# JOB
Reproduce the stretch of the records below from their start through the line that contains "point(398, 474)", with both ends included. Leave the pictures out of your answer.

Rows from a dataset
↓↓↓

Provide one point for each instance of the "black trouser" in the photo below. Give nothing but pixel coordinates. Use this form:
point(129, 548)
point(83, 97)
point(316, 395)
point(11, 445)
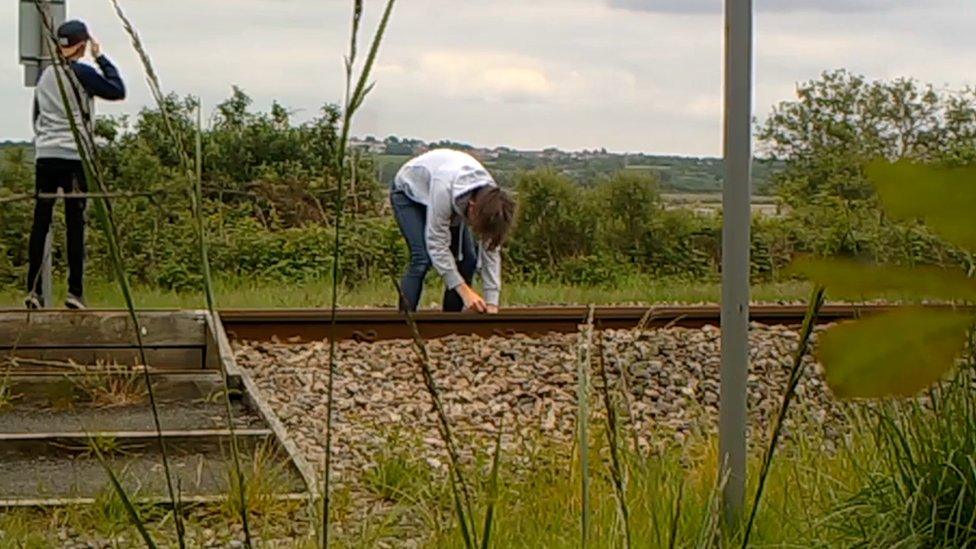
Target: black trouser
point(69, 176)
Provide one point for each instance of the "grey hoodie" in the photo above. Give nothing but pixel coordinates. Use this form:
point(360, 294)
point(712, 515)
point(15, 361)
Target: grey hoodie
point(52, 129)
point(439, 180)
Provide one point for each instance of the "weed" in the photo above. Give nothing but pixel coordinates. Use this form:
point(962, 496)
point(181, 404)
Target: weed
point(111, 386)
point(264, 477)
point(398, 474)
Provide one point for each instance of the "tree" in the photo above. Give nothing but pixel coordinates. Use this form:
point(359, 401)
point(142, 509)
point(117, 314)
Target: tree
point(631, 204)
point(843, 121)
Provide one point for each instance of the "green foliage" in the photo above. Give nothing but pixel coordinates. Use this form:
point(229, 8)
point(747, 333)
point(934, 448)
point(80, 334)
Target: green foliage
point(919, 486)
point(896, 353)
point(944, 199)
point(902, 352)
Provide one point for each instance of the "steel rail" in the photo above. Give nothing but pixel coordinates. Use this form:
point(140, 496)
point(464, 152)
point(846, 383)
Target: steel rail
point(305, 325)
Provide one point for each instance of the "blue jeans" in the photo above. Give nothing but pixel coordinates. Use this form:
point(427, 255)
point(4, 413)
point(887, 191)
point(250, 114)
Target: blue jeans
point(412, 219)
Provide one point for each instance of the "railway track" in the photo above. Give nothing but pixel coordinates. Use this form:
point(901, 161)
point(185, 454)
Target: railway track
point(304, 325)
point(71, 383)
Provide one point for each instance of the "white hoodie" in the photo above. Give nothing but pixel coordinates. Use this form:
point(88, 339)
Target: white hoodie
point(438, 179)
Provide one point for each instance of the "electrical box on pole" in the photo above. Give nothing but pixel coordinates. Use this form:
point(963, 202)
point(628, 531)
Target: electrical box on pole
point(34, 55)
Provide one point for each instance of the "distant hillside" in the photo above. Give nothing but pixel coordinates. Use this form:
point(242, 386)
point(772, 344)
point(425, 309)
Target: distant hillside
point(677, 173)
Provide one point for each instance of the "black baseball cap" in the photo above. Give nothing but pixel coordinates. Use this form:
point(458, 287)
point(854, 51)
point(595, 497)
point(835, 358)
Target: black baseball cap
point(71, 33)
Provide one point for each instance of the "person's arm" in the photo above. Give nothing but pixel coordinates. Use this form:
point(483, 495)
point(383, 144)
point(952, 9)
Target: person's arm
point(105, 85)
point(438, 234)
point(491, 276)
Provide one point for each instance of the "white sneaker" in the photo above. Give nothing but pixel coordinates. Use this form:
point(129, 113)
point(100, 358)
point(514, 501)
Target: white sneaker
point(32, 301)
point(74, 302)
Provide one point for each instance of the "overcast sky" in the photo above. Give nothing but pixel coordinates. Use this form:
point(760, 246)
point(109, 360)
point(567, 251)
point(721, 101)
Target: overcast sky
point(628, 75)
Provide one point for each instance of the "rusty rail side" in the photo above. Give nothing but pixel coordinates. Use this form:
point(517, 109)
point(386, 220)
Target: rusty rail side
point(303, 325)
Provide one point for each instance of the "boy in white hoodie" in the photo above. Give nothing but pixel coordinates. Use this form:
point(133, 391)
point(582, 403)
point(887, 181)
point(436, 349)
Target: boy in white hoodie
point(439, 199)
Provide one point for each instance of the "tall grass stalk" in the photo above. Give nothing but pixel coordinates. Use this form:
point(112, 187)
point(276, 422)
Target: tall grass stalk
point(354, 97)
point(583, 413)
point(193, 172)
point(617, 472)
point(130, 509)
point(459, 486)
point(88, 151)
point(796, 372)
point(492, 491)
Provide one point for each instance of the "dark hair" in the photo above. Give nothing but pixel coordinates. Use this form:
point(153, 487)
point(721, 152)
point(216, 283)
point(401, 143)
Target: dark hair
point(492, 216)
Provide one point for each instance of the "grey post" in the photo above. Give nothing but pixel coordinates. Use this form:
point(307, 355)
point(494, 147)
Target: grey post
point(34, 57)
point(735, 254)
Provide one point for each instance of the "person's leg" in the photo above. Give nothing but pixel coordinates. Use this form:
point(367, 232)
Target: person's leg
point(412, 219)
point(74, 215)
point(466, 266)
point(46, 179)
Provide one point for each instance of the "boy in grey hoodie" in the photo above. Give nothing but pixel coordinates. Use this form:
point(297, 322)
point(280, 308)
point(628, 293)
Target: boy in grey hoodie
point(439, 199)
point(58, 163)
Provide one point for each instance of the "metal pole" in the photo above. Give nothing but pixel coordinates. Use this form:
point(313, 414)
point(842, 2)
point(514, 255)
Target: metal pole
point(735, 254)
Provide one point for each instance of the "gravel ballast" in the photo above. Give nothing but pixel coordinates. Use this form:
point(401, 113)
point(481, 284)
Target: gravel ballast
point(668, 381)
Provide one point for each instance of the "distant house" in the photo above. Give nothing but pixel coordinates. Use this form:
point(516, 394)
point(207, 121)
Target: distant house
point(370, 146)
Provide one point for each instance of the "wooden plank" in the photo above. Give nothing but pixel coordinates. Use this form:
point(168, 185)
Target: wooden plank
point(253, 398)
point(130, 436)
point(188, 358)
point(93, 328)
point(158, 500)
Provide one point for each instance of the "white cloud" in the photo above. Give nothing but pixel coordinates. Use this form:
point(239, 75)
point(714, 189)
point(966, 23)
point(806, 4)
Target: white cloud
point(489, 76)
point(715, 6)
point(567, 73)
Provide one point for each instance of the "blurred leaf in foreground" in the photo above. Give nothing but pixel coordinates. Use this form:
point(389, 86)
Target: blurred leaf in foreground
point(847, 279)
point(897, 353)
point(944, 198)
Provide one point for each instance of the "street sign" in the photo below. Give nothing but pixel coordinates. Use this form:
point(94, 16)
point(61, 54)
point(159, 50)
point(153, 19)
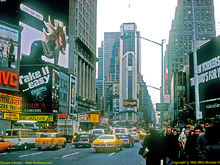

↑↑↑

# REPLY
Provide one point for each instance of the "black trouser" in the photo below. Give nothing but pixel coordinates. Use this form:
point(129, 548)
point(83, 97)
point(316, 395)
point(11, 445)
Target: black trouser
point(69, 176)
Provide one point for each instance of the "grey hoodie" in the photo above. Give nothing but pixel coordinates. Use this form:
point(360, 294)
point(712, 515)
point(15, 361)
Target: grey hoodie
point(52, 129)
point(439, 180)
Provide one point for each instance of the "weed" in the photo above. Give nothing but pixel coordinates. Use this form:
point(962, 496)
point(181, 404)
Target: weed
point(111, 386)
point(264, 477)
point(398, 474)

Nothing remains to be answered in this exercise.